Requirements: Reproduce the listing below verbatim, beginning with its first line and stopping after the line that contains "column 274, row 115".

— start —

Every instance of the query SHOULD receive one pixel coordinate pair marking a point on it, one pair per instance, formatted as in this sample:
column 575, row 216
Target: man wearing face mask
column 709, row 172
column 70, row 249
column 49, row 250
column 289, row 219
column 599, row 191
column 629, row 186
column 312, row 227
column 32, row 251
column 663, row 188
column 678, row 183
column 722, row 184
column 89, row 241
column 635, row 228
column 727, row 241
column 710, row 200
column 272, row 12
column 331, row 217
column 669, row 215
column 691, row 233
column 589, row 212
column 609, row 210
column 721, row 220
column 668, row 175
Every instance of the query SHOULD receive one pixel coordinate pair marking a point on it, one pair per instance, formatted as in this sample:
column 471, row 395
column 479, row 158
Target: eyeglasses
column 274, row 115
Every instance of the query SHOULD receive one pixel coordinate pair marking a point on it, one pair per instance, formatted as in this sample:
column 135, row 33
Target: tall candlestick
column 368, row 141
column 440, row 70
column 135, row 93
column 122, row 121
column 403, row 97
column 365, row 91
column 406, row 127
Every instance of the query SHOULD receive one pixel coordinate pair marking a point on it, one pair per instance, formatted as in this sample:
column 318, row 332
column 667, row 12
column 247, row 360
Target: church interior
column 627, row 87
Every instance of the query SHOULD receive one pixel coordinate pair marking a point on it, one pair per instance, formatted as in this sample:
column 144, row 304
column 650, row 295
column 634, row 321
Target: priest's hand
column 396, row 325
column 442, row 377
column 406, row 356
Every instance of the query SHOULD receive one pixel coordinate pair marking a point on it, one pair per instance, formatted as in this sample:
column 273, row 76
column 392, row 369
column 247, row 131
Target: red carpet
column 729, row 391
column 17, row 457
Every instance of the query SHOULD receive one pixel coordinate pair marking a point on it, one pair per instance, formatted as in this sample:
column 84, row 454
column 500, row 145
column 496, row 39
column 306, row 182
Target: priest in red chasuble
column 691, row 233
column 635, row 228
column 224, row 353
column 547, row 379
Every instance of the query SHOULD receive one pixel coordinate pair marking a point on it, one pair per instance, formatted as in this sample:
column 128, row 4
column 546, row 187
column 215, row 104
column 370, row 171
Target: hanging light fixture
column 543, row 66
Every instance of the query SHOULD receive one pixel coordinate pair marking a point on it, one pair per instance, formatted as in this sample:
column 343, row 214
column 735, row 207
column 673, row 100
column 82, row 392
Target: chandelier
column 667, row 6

— end —

The reply:
Every instance of the query SHOULD receive one pixel coordinate pair marking a point on it, one pair per instance, formatted as in this sample:
column 575, row 216
Target: man wearing face mask
column 709, row 172
column 70, row 249
column 49, row 250
column 289, row 219
column 599, row 191
column 629, row 186
column 312, row 227
column 32, row 251
column 663, row 188
column 678, row 183
column 722, row 184
column 89, row 241
column 635, row 228
column 727, row 241
column 710, row 200
column 272, row 12
column 331, row 217
column 669, row 215
column 691, row 233
column 589, row 212
column 609, row 210
column 721, row 220
column 668, row 175
Every instance of the query SHOULD receive one pixel coordinate pair marking a point on it, one pair per instance, formatted as in this sample:
column 471, row 395
column 479, row 158
Target: eyeglasses
column 274, row 115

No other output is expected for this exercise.